● **Instruction**: Output the full listing below exactly, without the pictures.

● **Material supplied**:

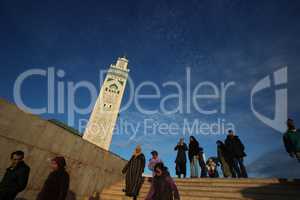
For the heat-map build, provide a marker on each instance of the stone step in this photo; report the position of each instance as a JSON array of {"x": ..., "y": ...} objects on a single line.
[
  {"x": 220, "y": 184},
  {"x": 216, "y": 195},
  {"x": 217, "y": 189},
  {"x": 269, "y": 190}
]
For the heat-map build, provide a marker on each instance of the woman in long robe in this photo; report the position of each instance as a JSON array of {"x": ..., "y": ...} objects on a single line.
[
  {"x": 163, "y": 186},
  {"x": 134, "y": 170}
]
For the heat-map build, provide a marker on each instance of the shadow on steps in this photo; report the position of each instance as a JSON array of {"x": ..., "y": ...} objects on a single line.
[{"x": 284, "y": 190}]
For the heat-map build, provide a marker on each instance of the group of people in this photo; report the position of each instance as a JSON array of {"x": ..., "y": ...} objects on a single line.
[
  {"x": 230, "y": 157},
  {"x": 162, "y": 185},
  {"x": 16, "y": 177}
]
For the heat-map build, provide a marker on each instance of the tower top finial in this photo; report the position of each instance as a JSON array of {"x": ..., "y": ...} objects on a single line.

● **Exercise result**:
For the heat-map build, provide a marker on each instance of the stone step in this photo; report the position of each instance as a JSON array of {"x": ..., "y": ...} objects on a single line.
[
  {"x": 220, "y": 184},
  {"x": 216, "y": 195},
  {"x": 217, "y": 189},
  {"x": 269, "y": 190}
]
For the heat-map build, provide a marker on each instance of the woman in long robe in this photo; report the position of each instance as a JSON array of {"x": ..., "y": ...} objects on a single line.
[
  {"x": 163, "y": 186},
  {"x": 134, "y": 170}
]
For the heat-map build, provide a marker on each instance of the shadow on steps in this photo; report the position of each instance as a JSON array of {"x": ..., "y": ...} objects on a single line.
[{"x": 284, "y": 190}]
For the heat-map build, provide a marker on each instance of the group of people in this photo; report the position of each instance as a JSON array of {"x": ..., "y": ...} objects on a single line.
[
  {"x": 230, "y": 157},
  {"x": 162, "y": 185},
  {"x": 16, "y": 177}
]
For the heat-map build, provide a marker on each instance of the tower top finial in this photo; report the position of each instance as a JSON array of {"x": ..., "y": ...} objects on a single line.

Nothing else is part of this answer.